**Problem to work on:** Pick up the passage on travel in Cambodia below and keep writing it from its last sentence.

═══ Extract provided

Cambodians are predominantly Buddhist, so their values of politeness, obedience, modesty, and respect toward elders and Buddhist monks typically take priority. Part of the culture here is based on rank; Cambodian culture is very hierarchical, so the greater your age, the greater respect you receive. While Cambodian people are generally warm, friendly, and understanding of different cultures, they appreciate any effort you make in understanding theirs.
Some things you should be aware of while on holiday in Cambodia are:
• Cambodians greet with a sampeah, pressing the palms together at chest height and bowing slightly. The higher you hold your hands and the lower the bow, the more respect is conveyed.
• Like many Asian countries, Cambodians believe that the head contains the soul, so it is taboo to touch anyone’s head.
• Pointing your feet at somebody or something is considered disrespectful.
• Public displays of affection are not culturally appropriate in Cambodia.
• Be aware that Cambodians view indirect eye contact as a form of respect. Direct eye contact is usually only made with social equals.
• You should ask permission before taking anyone’s photograph.
• Women should dress very conservatively.
• Try to shut doors quietly or you may be thought to have a bad temper.
• You should sit with your legs straight rather than crossed, as crossed legs may imply you are impolite.
• Avoid handing things over with your left hand; instead, touch your left hand to your right elbow and pass the object with your right hand.
• You should wear long trousers and cover your shoulders in temples.
• Remove your shoes before entering houses or in temples.
The impressive landscapes and unique ecosystems of Cambodia, from sweeping beaches to evergreen forests, are home to a plethora of wildlife. There are 212 mammal species, 563 bird species, and 240 reptile species that live here, including 60 rare or endangered species of wildlife like tigers, Asian elephants, clouded leopards, Asiatic black bears, and Siamese crocodiles.

══════
═══ Data provided

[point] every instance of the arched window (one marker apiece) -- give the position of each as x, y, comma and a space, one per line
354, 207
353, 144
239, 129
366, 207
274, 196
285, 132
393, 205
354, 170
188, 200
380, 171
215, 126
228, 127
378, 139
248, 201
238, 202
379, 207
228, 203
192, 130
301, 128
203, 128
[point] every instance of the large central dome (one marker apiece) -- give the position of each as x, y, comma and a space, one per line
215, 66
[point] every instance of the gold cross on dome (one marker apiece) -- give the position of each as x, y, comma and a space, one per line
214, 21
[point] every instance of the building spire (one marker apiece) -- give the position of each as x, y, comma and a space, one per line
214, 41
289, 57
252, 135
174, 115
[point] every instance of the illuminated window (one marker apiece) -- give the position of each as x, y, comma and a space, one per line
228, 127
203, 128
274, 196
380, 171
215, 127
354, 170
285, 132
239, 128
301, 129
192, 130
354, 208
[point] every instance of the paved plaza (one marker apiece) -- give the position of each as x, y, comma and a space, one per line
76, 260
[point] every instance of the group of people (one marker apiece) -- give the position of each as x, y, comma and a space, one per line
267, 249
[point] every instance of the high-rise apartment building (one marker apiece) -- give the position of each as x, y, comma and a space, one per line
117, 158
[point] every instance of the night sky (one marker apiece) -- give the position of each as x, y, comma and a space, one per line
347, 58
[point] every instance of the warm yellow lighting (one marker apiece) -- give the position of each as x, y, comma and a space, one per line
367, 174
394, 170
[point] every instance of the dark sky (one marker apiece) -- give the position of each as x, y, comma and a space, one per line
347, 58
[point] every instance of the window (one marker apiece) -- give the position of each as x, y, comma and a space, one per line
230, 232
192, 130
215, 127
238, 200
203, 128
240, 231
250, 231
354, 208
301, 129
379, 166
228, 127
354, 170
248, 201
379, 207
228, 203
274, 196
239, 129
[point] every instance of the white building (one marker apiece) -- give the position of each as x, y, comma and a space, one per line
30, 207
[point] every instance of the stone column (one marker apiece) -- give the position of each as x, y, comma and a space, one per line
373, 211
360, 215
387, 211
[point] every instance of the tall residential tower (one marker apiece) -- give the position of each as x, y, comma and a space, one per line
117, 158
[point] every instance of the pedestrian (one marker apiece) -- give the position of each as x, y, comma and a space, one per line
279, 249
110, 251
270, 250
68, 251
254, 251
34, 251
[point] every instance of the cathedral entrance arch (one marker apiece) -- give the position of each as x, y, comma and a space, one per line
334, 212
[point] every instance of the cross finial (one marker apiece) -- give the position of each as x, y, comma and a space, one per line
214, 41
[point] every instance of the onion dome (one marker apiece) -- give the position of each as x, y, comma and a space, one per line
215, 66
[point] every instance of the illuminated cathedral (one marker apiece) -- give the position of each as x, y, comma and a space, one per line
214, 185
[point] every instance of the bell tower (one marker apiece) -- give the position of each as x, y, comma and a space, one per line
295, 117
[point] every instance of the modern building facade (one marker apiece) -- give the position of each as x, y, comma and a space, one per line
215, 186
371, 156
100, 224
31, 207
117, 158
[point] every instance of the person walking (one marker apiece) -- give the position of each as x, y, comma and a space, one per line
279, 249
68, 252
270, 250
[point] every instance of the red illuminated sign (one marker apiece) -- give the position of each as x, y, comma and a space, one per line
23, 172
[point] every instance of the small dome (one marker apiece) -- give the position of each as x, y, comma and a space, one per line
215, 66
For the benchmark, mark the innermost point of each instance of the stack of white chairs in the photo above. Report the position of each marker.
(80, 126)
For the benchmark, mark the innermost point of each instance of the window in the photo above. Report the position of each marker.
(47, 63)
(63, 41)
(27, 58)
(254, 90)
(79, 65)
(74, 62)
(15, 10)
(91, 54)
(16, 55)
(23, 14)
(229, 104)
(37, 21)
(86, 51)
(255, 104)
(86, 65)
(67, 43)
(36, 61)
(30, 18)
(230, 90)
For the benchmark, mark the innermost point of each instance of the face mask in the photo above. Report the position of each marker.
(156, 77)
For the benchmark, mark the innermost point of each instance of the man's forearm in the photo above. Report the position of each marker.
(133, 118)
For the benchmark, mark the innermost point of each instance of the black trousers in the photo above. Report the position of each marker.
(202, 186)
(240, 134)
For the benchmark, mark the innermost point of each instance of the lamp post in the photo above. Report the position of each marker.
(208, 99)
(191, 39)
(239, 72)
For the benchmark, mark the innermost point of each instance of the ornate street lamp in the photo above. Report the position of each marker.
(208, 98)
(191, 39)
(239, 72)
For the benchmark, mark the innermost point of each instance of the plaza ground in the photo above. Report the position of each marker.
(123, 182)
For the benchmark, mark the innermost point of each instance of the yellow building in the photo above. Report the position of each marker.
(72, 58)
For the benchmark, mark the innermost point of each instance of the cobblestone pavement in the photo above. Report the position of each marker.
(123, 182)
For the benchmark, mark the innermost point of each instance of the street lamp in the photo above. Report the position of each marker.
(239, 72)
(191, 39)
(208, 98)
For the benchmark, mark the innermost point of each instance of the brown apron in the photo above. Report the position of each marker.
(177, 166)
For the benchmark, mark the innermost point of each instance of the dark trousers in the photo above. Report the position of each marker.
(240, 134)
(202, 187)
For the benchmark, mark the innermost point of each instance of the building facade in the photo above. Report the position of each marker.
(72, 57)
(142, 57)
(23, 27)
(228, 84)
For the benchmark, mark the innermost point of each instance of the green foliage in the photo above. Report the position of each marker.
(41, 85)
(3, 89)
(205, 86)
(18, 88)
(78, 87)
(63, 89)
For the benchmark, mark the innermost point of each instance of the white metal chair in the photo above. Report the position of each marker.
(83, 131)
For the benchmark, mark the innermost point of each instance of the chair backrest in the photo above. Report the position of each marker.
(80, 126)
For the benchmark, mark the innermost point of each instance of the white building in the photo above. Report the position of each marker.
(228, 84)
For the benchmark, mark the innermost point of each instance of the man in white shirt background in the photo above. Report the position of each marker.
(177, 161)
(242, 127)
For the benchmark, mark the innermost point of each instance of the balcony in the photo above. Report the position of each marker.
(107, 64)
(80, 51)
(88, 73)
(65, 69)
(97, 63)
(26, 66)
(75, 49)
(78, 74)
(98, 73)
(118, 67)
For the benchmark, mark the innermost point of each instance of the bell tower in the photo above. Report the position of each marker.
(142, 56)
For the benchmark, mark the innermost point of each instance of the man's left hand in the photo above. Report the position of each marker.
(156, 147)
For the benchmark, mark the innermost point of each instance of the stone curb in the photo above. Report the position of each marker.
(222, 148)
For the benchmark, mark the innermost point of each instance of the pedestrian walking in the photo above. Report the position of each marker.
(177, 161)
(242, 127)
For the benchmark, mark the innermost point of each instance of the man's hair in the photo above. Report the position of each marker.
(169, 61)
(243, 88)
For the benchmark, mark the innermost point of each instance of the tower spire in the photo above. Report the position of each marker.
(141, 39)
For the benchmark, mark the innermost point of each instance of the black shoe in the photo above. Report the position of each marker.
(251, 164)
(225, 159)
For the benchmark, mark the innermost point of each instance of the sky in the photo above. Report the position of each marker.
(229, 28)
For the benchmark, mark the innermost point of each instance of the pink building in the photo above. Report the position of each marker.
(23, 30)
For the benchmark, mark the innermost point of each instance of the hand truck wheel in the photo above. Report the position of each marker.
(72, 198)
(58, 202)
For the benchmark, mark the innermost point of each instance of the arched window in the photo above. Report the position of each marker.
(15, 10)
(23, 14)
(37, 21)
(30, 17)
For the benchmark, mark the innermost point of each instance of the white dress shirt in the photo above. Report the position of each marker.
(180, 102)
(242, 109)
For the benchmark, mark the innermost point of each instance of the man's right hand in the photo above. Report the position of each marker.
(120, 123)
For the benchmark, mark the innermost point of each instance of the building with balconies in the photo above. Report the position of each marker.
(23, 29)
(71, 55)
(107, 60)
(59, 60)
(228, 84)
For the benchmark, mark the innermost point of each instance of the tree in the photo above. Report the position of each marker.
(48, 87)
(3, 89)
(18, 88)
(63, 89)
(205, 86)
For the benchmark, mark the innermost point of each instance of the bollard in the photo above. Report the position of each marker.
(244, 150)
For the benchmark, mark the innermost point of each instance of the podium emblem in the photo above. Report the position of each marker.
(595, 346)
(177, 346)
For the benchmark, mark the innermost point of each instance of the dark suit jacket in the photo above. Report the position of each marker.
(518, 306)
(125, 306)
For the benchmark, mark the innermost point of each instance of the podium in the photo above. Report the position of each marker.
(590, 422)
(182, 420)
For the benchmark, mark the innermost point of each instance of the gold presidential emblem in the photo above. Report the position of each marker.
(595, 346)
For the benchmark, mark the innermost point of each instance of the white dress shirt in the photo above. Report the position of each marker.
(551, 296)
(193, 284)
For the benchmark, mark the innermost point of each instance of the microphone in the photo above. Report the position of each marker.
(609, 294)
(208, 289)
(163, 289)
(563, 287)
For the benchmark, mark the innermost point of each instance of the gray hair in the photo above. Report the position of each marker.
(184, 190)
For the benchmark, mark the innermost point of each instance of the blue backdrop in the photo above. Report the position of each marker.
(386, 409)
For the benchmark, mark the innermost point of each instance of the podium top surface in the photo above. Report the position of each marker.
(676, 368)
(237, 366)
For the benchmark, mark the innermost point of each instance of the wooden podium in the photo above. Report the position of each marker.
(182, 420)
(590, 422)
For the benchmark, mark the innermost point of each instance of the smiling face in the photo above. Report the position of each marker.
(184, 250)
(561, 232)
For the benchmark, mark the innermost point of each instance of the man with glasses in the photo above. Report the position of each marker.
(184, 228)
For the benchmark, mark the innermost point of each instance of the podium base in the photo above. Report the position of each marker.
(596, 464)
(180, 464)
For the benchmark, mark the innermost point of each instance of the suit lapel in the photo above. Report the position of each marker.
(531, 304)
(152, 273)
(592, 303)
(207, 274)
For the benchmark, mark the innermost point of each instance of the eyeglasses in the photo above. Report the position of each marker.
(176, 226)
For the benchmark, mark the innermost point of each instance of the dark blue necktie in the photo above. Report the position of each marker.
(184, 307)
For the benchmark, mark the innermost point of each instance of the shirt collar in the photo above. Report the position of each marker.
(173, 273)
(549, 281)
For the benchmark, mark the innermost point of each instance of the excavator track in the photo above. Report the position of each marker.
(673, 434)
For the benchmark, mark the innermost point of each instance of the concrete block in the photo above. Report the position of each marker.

══════

**Output for this exercise:**
This wildlife sanctuary is like a cross between a zoo and a safari park, housing animals rescued from traffickers or saved from poacher’s traps. See the large tiger population, the elephants that paint, the sizeable menagerie, and the world’s largest captive collection of pileated gibbons and Malayan sun bears. Once the animals have recovered they are released back into the wild when possible.
The Northern Plains of Cambodia have been described as the Asian equivalent of the African savannas. Among the deciduous forests, grasslands, and wetlands live mammals and birds not found anywhere else in the world. Near the tiny village of Tmatboey are two of the rarest bird species in the world: the giant ibis and the white-shouldered ibis. You will also see greater and lesser adjutant storks, black-necked storks, great spotted eagles, white-rumped falcons, and Manchurian reed warblers.
The Cardamom Mountains
The Cardamom Mountains are covered with dense, virgin rainforests and have never been fully explored or catalogued. The moist climate and undisturbed nature of these isolated mountains has a rich variety of wildlife and are thought to be home to more than 100 mammals, including the largest population of Asian elephants in Cambodia, Indochinese tigers, clouded leopards, and Malayan sun bears. Adventure companies take you trekking through the numerous hiking trails to see waterfalls, wander the pristine forests, and see the indigenous wildlife.